[start PROVIDED RECORDS]

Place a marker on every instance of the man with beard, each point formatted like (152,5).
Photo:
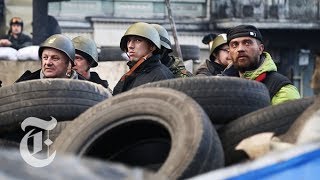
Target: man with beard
(246,50)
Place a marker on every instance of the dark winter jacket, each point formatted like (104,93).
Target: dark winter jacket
(280,87)
(94,77)
(23,40)
(149,71)
(28,75)
(210,68)
(176,66)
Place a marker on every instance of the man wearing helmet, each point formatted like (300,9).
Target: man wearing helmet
(141,42)
(175,64)
(15,38)
(57,55)
(85,58)
(219,55)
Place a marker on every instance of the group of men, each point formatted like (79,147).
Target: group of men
(239,52)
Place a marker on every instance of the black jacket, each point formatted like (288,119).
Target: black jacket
(94,77)
(23,40)
(210,68)
(149,71)
(28,75)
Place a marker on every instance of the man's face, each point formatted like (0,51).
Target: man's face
(245,53)
(81,65)
(54,63)
(138,47)
(16,28)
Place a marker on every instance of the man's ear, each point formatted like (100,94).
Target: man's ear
(153,48)
(261,48)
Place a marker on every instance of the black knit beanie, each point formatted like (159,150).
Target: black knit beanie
(243,31)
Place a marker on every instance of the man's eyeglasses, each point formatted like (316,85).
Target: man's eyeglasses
(225,50)
(16,20)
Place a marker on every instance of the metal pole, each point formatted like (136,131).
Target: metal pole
(174,30)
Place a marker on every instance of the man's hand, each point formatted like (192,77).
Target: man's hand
(5,42)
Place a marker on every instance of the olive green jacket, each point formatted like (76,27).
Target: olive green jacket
(287,92)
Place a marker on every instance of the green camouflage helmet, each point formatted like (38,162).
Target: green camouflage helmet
(61,43)
(164,36)
(87,46)
(218,41)
(141,29)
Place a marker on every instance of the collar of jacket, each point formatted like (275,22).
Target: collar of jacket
(150,62)
(266,65)
(74,75)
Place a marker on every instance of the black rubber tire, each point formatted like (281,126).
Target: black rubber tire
(54,133)
(293,133)
(110,53)
(189,52)
(189,144)
(276,119)
(223,98)
(62,99)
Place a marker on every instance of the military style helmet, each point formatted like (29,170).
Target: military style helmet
(16,20)
(61,43)
(164,36)
(218,41)
(88,47)
(141,29)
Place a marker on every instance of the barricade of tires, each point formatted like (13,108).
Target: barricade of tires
(169,127)
(59,98)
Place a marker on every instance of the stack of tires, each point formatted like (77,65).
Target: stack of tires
(176,128)
(61,99)
(166,126)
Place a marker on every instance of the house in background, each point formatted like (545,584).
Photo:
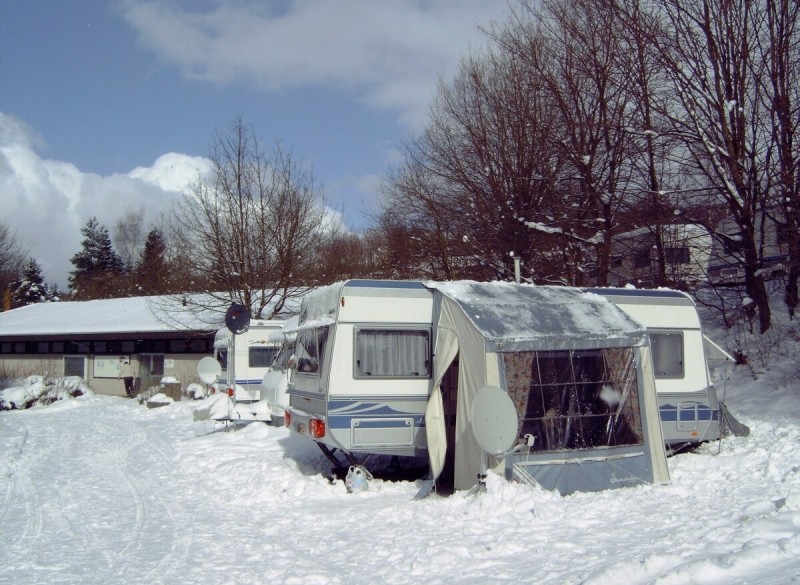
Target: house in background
(727,260)
(91,338)
(687,254)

[end PROVIDED RECORDS]

THE TASK: Rewrite the data from the line with "Place a marker on every instance of the collar" through the end of the data, requests included, multiplying every answer coordinate by 1.95 and rounding to whole numbers with halves rounded up. Leave the requests and their format samples unchanged, and leave out the pictures.

TASK RESULT:
Place a marker on every instance of the collar of jacket, each point formatted like (275,22).
Target: collar of jacket
(293,121)
(519,127)
(144,146)
Place a marker on every instance of the black rubber tire, each point formatted like (281,126).
Target: black rubber tire
(105,259)
(571,259)
(215,103)
(369,101)
(369,281)
(538,232)
(435,191)
(121,193)
Place a marker on every instance of the military style helmet, each point formatted like (29,170).
Target: military style helmet
(31,39)
(119,84)
(320,70)
(425,80)
(172,92)
(275,57)
Place a marker on every instance of the barricade of tires, each point formatted like (13,108).
Target: barricade of tires
(330,248)
(115,191)
Place a marker on every instance of the stack of tires, each point formatted like (77,65).
Target: stack of tires
(343,250)
(119,193)
(324,246)
Place a marker on every instance of the house in background, each point formatted like (545,584).
Photo:
Target: house in background
(1418,507)
(177,659)
(1340,495)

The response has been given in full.